Short problem. Everything from the line holding "In this photo, where can the woman" through the last line below must be repeated exactly, and nothing else.

[Image location labeling entries]

##############################

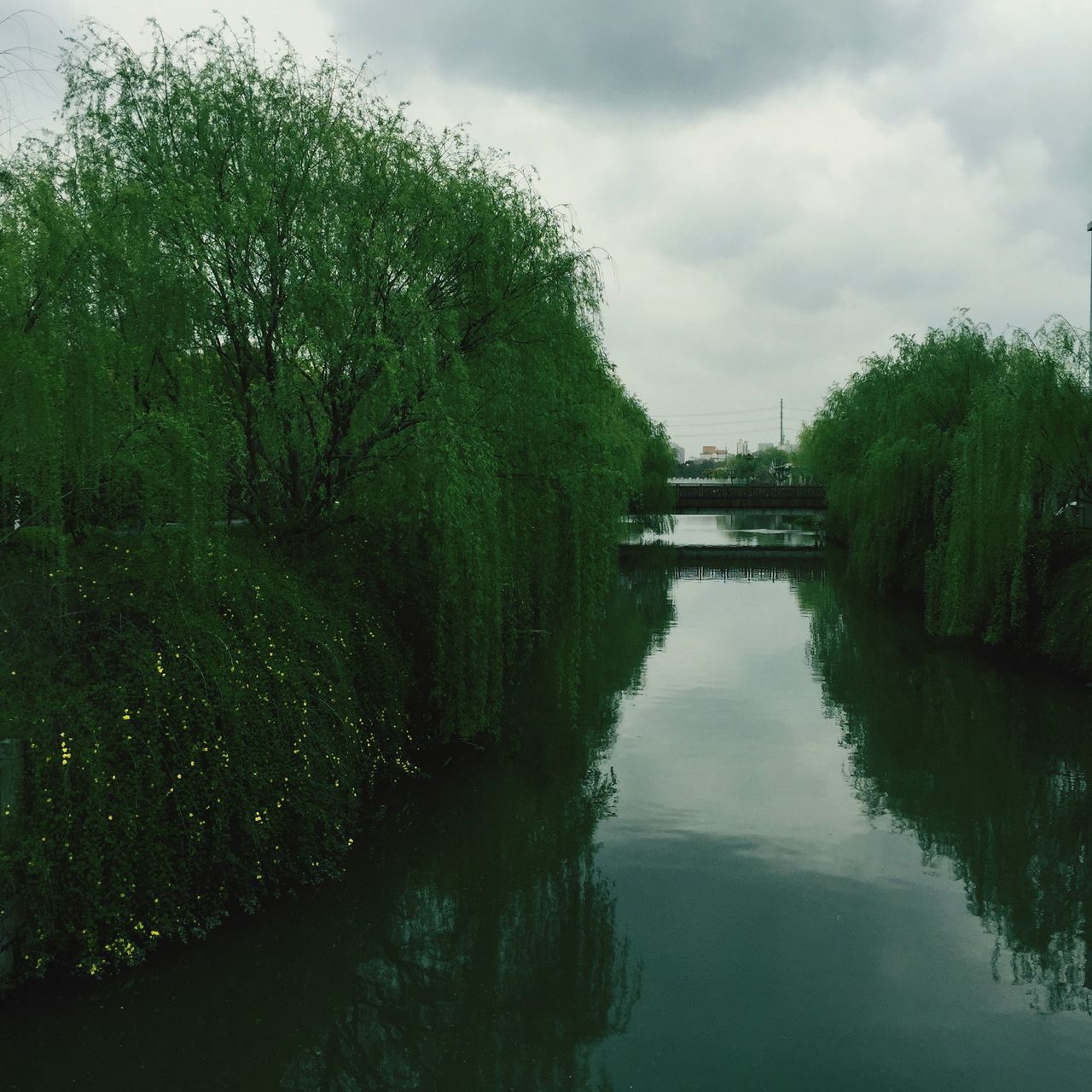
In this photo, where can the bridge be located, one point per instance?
(702, 495)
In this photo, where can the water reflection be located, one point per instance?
(475, 948)
(987, 764)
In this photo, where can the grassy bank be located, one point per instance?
(307, 435)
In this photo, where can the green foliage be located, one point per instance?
(768, 467)
(944, 463)
(188, 751)
(237, 292)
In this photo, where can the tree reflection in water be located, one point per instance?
(499, 966)
(986, 760)
(473, 948)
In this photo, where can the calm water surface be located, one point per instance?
(782, 841)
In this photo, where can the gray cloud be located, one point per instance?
(615, 54)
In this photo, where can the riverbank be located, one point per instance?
(958, 471)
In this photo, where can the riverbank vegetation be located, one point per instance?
(959, 468)
(306, 433)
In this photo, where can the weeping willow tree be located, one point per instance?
(306, 433)
(955, 468)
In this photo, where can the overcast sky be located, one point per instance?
(776, 188)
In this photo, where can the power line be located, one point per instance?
(720, 413)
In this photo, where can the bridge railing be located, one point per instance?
(708, 494)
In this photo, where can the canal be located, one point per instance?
(775, 839)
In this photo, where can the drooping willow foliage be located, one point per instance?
(306, 433)
(956, 467)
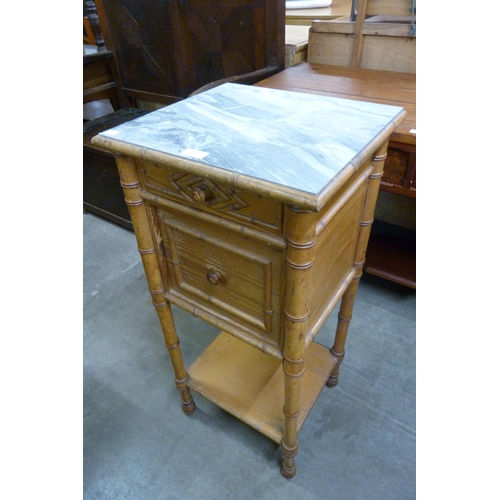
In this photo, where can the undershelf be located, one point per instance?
(249, 384)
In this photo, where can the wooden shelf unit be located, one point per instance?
(250, 385)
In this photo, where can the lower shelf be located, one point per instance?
(250, 384)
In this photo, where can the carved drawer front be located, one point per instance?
(216, 268)
(207, 195)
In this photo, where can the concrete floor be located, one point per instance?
(358, 442)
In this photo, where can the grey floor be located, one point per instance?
(358, 442)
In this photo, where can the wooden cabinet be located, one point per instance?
(245, 230)
(389, 255)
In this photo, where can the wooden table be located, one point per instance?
(390, 257)
(247, 229)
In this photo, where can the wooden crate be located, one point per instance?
(385, 46)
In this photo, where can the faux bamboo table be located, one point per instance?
(252, 210)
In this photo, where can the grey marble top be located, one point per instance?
(293, 139)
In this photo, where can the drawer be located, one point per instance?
(210, 196)
(217, 269)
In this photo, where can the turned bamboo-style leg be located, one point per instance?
(301, 237)
(347, 303)
(131, 186)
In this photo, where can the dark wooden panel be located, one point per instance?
(172, 48)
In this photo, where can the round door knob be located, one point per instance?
(201, 193)
(213, 278)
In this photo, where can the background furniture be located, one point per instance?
(165, 49)
(154, 53)
(392, 256)
(245, 228)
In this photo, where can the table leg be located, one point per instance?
(347, 303)
(131, 186)
(301, 237)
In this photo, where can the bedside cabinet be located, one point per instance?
(252, 210)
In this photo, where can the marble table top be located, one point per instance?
(297, 140)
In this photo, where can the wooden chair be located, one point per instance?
(157, 52)
(102, 193)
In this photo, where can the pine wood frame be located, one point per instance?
(311, 227)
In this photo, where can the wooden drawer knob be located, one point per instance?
(213, 278)
(201, 193)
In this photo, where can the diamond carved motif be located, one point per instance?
(217, 197)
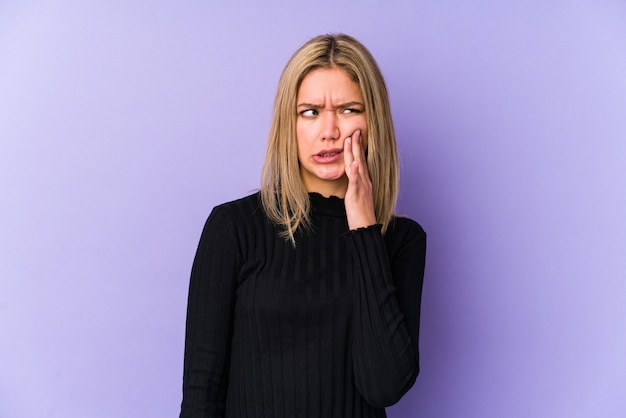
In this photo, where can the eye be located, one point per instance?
(309, 113)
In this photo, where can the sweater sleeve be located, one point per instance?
(209, 319)
(387, 294)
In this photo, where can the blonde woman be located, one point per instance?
(304, 298)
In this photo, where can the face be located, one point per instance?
(330, 109)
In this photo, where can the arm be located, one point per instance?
(387, 292)
(209, 319)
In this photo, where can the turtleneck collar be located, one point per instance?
(332, 205)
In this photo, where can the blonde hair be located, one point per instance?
(283, 194)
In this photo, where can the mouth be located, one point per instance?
(328, 156)
(329, 153)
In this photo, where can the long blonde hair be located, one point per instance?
(284, 197)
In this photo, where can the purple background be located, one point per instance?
(122, 123)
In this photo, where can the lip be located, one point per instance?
(328, 155)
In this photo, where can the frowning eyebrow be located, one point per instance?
(339, 106)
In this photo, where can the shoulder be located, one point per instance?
(229, 222)
(237, 212)
(403, 228)
(405, 234)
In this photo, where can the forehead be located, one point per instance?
(335, 83)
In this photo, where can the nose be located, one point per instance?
(330, 127)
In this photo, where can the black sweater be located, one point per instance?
(326, 329)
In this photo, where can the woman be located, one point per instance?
(304, 298)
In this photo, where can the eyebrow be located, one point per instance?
(339, 106)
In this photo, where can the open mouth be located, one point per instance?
(328, 154)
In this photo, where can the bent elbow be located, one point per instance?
(387, 392)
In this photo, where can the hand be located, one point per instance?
(359, 199)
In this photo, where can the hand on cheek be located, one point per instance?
(359, 199)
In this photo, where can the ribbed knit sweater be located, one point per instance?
(326, 329)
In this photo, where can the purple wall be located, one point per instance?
(122, 124)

##############################

Exercise solution.
In this photo, where can the woman be located, one point per instance?
(304, 298)
In this photo, where can the eyebrow be located, one point per instance?
(339, 106)
In this photo, where can the open mouth be located, one point per instance?
(328, 154)
In this photo, where can the bent elbow be located, one point per instance?
(387, 392)
In this photo, where can the hand be located, one point per instance?
(359, 199)
In this photo, where can the hand on cheek be located, one point per instance?
(359, 199)
In this photo, where can the ribbed knit sweater be located, one point per instance?
(326, 329)
In this photo, where can the purple wall be located, one point per instance?
(122, 124)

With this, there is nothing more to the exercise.